EXERCISE DESCRIPTION:
In the records below, find the line with "Locate one point per instance of the team" and the line with "Locate one point per instance of the man's hand". Print both exactly, along with every line between them, and no other line.

DATA TO EXAMINE section start

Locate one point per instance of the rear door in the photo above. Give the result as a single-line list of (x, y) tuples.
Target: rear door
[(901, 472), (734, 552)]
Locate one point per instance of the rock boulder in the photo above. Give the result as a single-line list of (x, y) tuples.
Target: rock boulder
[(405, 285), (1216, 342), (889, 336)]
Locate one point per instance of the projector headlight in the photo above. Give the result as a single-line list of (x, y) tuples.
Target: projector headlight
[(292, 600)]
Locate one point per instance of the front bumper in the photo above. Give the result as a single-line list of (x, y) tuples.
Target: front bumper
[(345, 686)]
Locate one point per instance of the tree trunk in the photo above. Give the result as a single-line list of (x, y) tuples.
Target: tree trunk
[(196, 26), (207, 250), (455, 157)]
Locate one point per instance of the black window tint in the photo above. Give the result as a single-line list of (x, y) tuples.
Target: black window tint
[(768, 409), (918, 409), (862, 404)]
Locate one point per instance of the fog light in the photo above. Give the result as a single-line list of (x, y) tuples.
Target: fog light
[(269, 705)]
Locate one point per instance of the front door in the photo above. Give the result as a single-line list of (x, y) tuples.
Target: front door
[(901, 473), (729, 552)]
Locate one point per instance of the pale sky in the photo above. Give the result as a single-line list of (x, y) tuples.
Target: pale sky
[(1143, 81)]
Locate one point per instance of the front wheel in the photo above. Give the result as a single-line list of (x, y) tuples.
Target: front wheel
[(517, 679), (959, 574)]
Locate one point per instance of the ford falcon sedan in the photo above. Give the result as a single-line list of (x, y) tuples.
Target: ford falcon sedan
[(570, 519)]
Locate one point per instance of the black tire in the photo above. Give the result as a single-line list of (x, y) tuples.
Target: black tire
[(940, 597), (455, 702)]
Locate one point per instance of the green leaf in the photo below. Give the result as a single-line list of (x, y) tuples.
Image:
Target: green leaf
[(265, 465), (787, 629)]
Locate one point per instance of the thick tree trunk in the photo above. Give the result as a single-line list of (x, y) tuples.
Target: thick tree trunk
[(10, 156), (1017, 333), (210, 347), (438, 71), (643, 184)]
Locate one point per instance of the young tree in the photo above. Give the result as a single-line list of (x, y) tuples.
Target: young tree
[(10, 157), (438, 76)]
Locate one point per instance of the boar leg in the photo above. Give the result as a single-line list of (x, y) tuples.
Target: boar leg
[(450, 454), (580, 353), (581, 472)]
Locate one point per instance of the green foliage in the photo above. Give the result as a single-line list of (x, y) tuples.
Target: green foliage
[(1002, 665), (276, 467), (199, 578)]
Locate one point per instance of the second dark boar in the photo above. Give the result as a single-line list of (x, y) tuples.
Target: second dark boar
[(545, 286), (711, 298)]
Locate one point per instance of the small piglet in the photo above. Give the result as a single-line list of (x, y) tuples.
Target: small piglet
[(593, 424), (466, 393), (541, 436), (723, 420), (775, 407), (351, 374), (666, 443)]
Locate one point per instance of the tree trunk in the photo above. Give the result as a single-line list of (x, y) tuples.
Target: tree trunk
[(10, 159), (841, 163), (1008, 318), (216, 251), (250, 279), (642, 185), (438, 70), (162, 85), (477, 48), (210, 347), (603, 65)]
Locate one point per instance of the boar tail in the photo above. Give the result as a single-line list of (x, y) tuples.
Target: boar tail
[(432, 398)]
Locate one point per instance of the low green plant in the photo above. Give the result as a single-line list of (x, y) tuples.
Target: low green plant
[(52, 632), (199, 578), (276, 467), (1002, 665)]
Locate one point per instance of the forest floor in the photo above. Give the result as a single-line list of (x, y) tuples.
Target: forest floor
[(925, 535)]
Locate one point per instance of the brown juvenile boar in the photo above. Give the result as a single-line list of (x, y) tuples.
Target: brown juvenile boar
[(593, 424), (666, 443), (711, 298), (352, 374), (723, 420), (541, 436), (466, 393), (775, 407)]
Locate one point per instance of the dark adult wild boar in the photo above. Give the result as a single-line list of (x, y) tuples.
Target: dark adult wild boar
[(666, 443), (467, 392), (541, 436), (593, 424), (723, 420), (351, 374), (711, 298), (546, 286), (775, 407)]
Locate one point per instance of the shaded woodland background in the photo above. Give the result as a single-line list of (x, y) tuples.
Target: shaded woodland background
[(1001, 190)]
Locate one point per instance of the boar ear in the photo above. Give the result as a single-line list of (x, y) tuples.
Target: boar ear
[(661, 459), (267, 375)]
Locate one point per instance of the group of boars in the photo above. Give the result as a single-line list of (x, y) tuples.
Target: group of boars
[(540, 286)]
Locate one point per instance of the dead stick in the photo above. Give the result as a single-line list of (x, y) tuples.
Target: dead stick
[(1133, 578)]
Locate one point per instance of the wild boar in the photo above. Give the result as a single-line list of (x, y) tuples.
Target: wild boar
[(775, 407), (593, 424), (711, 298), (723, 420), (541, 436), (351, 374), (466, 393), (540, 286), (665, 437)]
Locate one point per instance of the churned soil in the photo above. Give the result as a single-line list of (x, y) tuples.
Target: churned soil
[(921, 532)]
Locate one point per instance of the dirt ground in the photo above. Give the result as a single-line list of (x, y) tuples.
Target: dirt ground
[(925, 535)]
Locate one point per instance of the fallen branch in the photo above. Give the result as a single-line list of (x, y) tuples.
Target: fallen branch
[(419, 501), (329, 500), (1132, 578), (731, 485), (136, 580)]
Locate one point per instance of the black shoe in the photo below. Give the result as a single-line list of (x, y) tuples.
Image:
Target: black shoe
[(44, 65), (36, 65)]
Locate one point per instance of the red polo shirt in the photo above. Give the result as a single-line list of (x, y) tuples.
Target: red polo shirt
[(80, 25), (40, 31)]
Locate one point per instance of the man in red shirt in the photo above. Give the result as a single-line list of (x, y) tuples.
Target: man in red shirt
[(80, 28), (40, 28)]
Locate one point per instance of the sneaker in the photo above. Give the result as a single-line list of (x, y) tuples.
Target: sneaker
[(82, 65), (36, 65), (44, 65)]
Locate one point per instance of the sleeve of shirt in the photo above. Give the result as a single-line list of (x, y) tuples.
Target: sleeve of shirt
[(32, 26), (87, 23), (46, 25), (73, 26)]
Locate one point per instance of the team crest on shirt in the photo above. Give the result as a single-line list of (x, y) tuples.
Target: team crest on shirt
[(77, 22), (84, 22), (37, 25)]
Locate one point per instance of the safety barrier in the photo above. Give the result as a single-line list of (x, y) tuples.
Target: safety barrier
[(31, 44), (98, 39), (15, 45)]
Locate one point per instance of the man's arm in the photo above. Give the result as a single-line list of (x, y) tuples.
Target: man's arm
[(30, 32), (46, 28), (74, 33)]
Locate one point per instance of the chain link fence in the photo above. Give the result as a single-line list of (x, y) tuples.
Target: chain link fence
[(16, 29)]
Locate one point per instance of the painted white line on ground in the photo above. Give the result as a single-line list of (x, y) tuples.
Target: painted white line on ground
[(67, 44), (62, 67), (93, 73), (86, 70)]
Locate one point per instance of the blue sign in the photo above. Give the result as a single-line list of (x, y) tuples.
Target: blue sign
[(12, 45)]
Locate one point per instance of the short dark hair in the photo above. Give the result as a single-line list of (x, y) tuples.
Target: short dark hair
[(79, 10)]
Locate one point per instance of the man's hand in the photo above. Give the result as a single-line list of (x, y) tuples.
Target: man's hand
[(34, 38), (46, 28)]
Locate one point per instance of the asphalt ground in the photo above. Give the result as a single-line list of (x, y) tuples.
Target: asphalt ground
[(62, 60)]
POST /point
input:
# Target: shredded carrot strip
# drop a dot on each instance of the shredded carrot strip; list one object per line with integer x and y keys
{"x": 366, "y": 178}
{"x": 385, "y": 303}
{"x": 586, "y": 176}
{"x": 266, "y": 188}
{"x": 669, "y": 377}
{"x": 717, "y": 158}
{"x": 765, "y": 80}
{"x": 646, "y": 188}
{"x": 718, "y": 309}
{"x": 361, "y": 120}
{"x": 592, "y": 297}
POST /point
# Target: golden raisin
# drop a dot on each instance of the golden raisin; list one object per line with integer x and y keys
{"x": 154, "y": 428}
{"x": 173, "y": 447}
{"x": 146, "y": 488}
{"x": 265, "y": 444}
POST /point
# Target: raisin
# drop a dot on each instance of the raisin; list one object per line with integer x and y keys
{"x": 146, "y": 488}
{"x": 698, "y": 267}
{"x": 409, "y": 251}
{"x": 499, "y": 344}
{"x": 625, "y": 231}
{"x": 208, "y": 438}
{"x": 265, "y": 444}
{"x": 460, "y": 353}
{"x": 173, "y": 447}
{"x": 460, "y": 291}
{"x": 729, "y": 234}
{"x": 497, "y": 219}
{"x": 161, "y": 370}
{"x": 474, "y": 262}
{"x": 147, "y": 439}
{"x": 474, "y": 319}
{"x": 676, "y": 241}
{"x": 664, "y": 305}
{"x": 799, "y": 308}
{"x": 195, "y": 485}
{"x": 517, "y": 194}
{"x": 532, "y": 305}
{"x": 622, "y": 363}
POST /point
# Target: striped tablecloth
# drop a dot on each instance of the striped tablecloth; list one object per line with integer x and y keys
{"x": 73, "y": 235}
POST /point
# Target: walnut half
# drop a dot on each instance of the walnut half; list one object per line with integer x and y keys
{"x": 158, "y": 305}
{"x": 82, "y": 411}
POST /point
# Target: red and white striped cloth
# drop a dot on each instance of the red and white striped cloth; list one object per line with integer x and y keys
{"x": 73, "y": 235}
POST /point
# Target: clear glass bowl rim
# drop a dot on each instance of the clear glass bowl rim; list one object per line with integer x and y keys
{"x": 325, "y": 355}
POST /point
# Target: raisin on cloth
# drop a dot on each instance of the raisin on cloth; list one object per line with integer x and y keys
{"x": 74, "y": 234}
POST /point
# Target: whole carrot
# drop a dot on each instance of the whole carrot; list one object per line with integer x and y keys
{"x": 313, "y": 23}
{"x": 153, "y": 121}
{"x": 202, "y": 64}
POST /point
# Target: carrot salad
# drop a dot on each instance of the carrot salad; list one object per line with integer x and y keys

DATA TO EXAMINE section end

WRITTEN REPLY:
Locate one point per instance of the team crest on shirt in the photo above. Give the result as a single-line list of (x, y) tuples.
Target: team crest on shirt
[(77, 22), (84, 22), (37, 25)]
Locate one point per instance of the safety barrier in the photo above. Give the result as a single-line list of (x, y) tuples.
Target: safety barrier
[(31, 44), (98, 39), (15, 45)]
Locate one point per instance of the man's arm in the photo above. Give the result as a single-line list of (x, y) tuples.
Target: man's arm
[(30, 32), (46, 28), (74, 33)]
Locate one point per instance of the chain link fence in the photo above. Give the result as a single-line list of (x, y) tuples.
Target: chain link fence
[(16, 29)]
Locate one point per instance of the painted white line on ground in the photo above. Give the result as a single-line list of (x, y) tuples.
Target: painted white line on ground
[(67, 44), (62, 67), (93, 73), (86, 70)]
Locate one point per instance of the blue sign in the photo above. Give the result as a single-line list of (x, y) tuples.
Target: blue sign
[(12, 45)]
Locate one point per instance of the short dark hair in the photo above. Give the result as a single-line list of (x, y) tuples.
Target: short dark hair
[(79, 10)]
Locate one point per instance of the man's hand in the photo above. Give the result as a single-line list of (x, y) tuples.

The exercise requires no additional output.